# Stated goal
Restate every entry word for word.

# Part of a data file
━━━━━━━━

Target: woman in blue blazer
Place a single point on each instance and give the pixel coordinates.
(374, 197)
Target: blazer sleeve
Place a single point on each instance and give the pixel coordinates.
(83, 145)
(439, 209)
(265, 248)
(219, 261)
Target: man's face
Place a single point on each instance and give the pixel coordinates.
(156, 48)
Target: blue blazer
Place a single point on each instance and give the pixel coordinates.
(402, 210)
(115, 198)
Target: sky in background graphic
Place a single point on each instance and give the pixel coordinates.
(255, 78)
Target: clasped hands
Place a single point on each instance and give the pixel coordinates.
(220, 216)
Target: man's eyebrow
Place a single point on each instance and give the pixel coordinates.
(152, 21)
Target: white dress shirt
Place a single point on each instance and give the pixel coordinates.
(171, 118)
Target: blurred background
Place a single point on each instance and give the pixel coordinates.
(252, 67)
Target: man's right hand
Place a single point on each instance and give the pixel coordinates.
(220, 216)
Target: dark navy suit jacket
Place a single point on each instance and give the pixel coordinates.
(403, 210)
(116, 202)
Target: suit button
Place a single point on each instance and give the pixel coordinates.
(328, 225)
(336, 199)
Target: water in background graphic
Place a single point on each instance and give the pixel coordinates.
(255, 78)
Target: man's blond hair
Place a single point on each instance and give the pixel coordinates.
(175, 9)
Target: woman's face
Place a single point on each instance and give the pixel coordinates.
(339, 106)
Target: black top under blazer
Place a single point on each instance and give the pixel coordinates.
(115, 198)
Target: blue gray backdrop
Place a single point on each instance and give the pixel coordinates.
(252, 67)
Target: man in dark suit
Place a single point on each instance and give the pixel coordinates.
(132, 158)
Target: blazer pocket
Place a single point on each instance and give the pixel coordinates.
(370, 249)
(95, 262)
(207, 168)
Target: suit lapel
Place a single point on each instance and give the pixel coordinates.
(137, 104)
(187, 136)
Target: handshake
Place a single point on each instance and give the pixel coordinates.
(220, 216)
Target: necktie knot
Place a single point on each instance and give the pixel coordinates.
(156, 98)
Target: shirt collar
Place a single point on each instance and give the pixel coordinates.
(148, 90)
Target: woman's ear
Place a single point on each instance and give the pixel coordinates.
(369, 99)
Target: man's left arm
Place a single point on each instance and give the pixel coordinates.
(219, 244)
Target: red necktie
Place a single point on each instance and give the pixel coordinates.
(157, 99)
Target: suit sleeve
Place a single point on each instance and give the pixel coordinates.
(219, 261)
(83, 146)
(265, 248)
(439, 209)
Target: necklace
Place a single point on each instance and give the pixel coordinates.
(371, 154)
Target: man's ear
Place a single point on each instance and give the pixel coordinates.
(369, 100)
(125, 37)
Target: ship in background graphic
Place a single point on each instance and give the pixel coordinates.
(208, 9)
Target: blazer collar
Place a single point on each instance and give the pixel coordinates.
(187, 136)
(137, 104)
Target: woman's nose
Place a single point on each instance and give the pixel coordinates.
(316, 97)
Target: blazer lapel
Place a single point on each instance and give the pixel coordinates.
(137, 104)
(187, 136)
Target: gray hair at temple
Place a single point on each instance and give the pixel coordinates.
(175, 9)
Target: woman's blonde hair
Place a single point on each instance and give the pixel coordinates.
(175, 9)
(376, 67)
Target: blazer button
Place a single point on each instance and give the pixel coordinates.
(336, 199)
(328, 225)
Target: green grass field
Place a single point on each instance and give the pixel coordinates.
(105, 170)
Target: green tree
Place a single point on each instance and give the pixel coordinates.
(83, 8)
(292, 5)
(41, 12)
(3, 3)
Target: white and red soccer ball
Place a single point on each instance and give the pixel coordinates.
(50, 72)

━━━━━━━━

# Task response
Target: woman in blue blazer
Place a single point on each instance and give the pixel coordinates.
(374, 197)
Target: blazer sleeve
Place a single point on each instance and give the pixel coordinates.
(83, 145)
(439, 209)
(265, 248)
(219, 261)
Target: man's face
Place a single point on each instance and give the pixel coordinates.
(156, 48)
Target: blue blazer
Place a single point on each instance and give the pixel coordinates.
(402, 210)
(115, 198)
Target: sky in background graphic
Place a single point on each instance and give the pixel coordinates.
(255, 78)
Target: clasped hands
Place a single point on each instance and give the pixel coordinates.
(220, 216)
Target: man's eyebrow
Place a single point on each instance and give the pixel coordinates.
(152, 21)
Target: white dress shirt
Place a single point on each instance and give the pixel coordinates.
(171, 118)
Target: blurred background
Place a single point on each instance and give the pixel coordinates.
(252, 67)
Target: man's right hand
Place a single point on each instance and give the pixel coordinates.
(220, 216)
Target: dark navy suit jacket
Place a single point on each instance and give the pixel coordinates.
(403, 210)
(116, 202)
Target: suit button
Place a single point on each instance and give the pixel coordinates.
(328, 225)
(336, 199)
Target: water in background graphic
Place a single point on each instance and give the pixel coordinates.
(255, 78)
Target: man's blond hair
Place a single point on each instance and give the pixel coordinates.
(175, 9)
Target: woman's face
Place a single point on each instance and give the pixel coordinates.
(339, 106)
Target: black top under blazer
Place a single point on each instance and give the pixel coordinates.
(115, 198)
Target: blue gray backdrop
Place a single point on each instance and give the pixel coordinates.
(252, 67)
Target: man in dark suit
Place a single point on each instance and give the pixel coordinates.
(132, 158)
Target: blazer pocket
Place a single point on each instance and give the pixel coordinates.
(370, 249)
(95, 262)
(207, 168)
Target: suit lapel
Place a single point on each instance and give the pixel coordinates.
(137, 104)
(187, 136)
Target: handshake
Place a single point on each instance and give the pixel coordinates.
(220, 216)
Target: necktie knot
Place a single point on each instance and give the pixel coordinates.
(156, 98)
Target: shirt collar
Place a single point on each instance and give the pixel coordinates.
(148, 90)
Target: woman's ear
Place a single point on each instance and give the pixel coordinates.
(369, 99)
Target: man's left arm
Place a single point on each instance and give the pixel coordinates.
(219, 244)
Target: red necktie
Place a single point on each instance and give the pixel coordinates.
(157, 99)
Target: suit sleeve
Place a single point on each instance and give the pixel coordinates.
(219, 261)
(83, 146)
(265, 248)
(439, 209)
Target: necklace
Place a single point on each instance and give the pixel coordinates.
(371, 154)
Target: man's ear
Place a single point on each instance and give the pixel coordinates.
(369, 100)
(125, 37)
Target: ship in background graphic
Place a single point on each instance and give the pixel coordinates.
(208, 9)
Target: blazer collar
Place a single point on each instance and give the pixel coordinates.
(187, 136)
(137, 104)
Target: woman's nose
Place a single point on each instance and give the pixel coordinates.
(316, 97)
Target: blazer lapel
Place a single point on each instance and give the pixel coordinates.
(137, 104)
(187, 136)
Target: gray hair at temple
Place a single point on each instance and give the pixel coordinates.
(175, 9)
Target: woman's blonde hair
Place a single point on each instance and give the pixel coordinates.
(175, 9)
(376, 67)
Target: blazer button
Place a single point on each instance and give the pixel coordinates.
(336, 199)
(328, 225)
Target: green grass field
Place a single point on each instance and give the pixel coordinates.
(105, 170)
Target: green tree
Place a single point on each instance and give the pixel coordinates.
(83, 8)
(292, 5)
(41, 12)
(3, 3)
Target: white and red soccer ball
Place a single point on each instance and give the pixel coordinates.
(50, 72)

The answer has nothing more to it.